--- EXERCISE MATERIAL Enclosed Below ---
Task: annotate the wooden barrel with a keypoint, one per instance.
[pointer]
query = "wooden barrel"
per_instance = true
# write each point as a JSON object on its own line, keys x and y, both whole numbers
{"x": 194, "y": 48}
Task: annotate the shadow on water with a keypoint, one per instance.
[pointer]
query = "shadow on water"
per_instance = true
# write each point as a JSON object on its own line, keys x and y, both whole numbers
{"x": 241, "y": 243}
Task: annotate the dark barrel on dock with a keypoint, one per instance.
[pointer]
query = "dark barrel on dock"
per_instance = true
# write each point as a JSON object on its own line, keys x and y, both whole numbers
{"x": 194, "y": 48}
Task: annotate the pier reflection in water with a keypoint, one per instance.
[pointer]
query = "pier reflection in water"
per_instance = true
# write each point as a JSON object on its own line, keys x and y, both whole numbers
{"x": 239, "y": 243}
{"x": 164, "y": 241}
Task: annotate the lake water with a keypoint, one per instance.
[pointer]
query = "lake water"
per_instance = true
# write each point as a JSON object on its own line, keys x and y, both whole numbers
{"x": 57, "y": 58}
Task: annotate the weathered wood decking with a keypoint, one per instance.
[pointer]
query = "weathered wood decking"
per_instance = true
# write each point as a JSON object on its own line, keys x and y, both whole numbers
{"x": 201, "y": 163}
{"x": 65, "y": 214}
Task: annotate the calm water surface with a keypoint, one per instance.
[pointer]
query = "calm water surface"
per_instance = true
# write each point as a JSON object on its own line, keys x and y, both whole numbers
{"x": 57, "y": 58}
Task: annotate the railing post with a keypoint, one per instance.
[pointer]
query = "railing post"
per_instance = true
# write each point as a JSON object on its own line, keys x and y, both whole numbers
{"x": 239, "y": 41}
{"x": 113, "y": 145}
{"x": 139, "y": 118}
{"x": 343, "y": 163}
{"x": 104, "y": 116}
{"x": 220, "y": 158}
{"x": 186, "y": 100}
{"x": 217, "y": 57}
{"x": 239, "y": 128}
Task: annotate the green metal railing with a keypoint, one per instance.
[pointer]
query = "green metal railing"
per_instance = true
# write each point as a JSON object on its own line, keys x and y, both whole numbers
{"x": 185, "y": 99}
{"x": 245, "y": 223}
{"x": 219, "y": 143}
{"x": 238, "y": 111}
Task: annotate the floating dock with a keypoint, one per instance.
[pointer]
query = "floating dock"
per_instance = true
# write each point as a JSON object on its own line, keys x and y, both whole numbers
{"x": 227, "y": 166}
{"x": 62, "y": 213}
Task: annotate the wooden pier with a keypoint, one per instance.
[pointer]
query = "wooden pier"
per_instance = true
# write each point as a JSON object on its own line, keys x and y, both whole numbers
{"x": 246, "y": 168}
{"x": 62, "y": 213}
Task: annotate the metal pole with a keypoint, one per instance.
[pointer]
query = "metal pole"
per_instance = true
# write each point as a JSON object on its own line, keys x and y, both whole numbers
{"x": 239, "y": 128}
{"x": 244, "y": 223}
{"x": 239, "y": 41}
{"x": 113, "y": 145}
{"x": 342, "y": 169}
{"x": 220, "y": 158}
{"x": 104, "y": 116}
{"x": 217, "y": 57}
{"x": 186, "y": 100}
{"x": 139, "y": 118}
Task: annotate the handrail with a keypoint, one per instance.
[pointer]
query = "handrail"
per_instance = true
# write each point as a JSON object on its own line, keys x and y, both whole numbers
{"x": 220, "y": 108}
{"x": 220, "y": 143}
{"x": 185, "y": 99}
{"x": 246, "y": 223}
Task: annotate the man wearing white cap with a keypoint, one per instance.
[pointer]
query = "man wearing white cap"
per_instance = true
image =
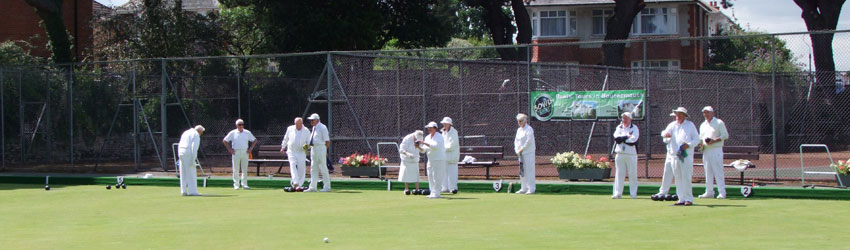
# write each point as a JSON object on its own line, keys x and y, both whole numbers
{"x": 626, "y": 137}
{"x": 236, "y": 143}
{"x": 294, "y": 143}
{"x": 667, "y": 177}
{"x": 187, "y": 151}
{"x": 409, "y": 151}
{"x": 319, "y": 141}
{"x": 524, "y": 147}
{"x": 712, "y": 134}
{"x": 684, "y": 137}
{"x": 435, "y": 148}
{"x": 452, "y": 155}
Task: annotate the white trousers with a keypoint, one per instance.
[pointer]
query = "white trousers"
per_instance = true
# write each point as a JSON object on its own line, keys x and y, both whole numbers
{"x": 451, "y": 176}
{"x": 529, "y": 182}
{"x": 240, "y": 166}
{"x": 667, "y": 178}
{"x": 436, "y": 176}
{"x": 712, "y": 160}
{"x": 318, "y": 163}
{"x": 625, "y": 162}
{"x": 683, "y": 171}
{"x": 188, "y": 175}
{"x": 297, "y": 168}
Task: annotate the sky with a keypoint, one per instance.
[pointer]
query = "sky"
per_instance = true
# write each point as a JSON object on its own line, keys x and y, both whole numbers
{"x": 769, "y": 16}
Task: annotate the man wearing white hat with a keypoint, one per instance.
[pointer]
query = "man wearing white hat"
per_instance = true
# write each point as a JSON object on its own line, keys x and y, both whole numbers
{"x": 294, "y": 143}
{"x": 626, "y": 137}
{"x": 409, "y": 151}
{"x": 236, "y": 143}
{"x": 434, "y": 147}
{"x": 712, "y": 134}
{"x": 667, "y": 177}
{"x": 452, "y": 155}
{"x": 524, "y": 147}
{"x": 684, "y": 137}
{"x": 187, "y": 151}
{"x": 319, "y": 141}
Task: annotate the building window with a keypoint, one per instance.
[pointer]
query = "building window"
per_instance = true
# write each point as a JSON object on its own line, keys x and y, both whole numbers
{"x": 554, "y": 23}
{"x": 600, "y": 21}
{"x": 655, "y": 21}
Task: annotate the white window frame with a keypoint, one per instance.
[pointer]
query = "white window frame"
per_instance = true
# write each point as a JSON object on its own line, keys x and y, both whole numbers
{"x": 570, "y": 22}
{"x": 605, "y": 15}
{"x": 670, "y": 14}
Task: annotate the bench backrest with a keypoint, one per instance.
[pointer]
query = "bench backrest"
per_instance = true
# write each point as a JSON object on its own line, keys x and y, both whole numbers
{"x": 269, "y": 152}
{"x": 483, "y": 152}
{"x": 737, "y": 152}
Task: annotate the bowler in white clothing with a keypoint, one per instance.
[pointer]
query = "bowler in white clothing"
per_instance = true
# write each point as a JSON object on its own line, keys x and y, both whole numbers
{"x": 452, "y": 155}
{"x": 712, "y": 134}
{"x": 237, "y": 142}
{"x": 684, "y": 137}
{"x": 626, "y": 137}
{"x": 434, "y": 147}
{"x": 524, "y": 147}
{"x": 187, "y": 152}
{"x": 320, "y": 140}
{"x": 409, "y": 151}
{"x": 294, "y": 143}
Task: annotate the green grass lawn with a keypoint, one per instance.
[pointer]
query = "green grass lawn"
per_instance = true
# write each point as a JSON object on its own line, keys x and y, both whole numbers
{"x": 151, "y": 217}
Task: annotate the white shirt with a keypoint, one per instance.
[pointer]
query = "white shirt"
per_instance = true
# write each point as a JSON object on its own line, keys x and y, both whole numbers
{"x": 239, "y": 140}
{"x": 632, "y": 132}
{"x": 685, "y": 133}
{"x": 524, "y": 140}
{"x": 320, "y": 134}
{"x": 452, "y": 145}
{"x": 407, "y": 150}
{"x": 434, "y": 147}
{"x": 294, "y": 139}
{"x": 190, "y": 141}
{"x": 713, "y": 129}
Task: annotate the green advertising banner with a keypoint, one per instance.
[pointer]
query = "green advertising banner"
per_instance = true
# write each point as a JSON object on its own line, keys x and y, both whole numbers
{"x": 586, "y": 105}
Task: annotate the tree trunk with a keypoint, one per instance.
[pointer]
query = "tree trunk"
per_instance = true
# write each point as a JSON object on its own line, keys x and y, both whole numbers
--- End of Enclosed EXERCISE MATERIAL ---
● **TASK TO CARRY OUT**
Show all lines of the material in which the word "handrail" can be found.

● **EXERCISE ANSWER**
Task: annotate the handrail with a keypoint, one per instance.
query = "handrail"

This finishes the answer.